[GIVEN INSTRUCTION]
Can you print all of the material below word for word, leaving out any pictures?

[DATA ROWS]

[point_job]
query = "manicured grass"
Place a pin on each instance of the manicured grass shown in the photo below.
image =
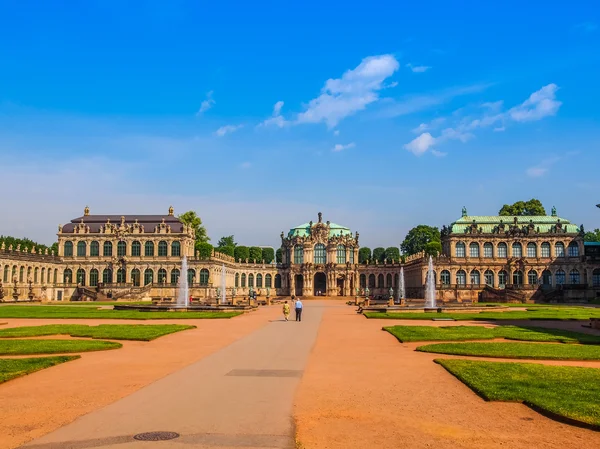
(541, 351)
(68, 311)
(537, 313)
(26, 347)
(566, 391)
(461, 333)
(104, 331)
(11, 368)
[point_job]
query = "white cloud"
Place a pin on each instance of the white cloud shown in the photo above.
(418, 68)
(227, 129)
(540, 104)
(340, 147)
(206, 104)
(421, 144)
(353, 92)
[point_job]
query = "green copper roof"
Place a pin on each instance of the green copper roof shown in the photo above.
(488, 222)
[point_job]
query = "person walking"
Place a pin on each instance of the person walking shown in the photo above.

[THE RESULT]
[point_job]
query = "manicured grass"
Place a pin on each instance of the manicured grass shown in the photo below.
image =
(541, 351)
(68, 311)
(537, 313)
(26, 347)
(566, 391)
(461, 333)
(104, 331)
(11, 368)
[point_job]
query = "white cloud"
Place a pin on each instance of the white cloud shown in the photo above.
(418, 68)
(227, 129)
(540, 104)
(340, 147)
(206, 104)
(421, 144)
(353, 92)
[point_job]
query = "green copper roof"
Place a pin on each instance of the green copper roof shown in the photo above.
(488, 222)
[point_job]
query = "person walking"
Place a pin on each instance of the person walking shown in the photo above.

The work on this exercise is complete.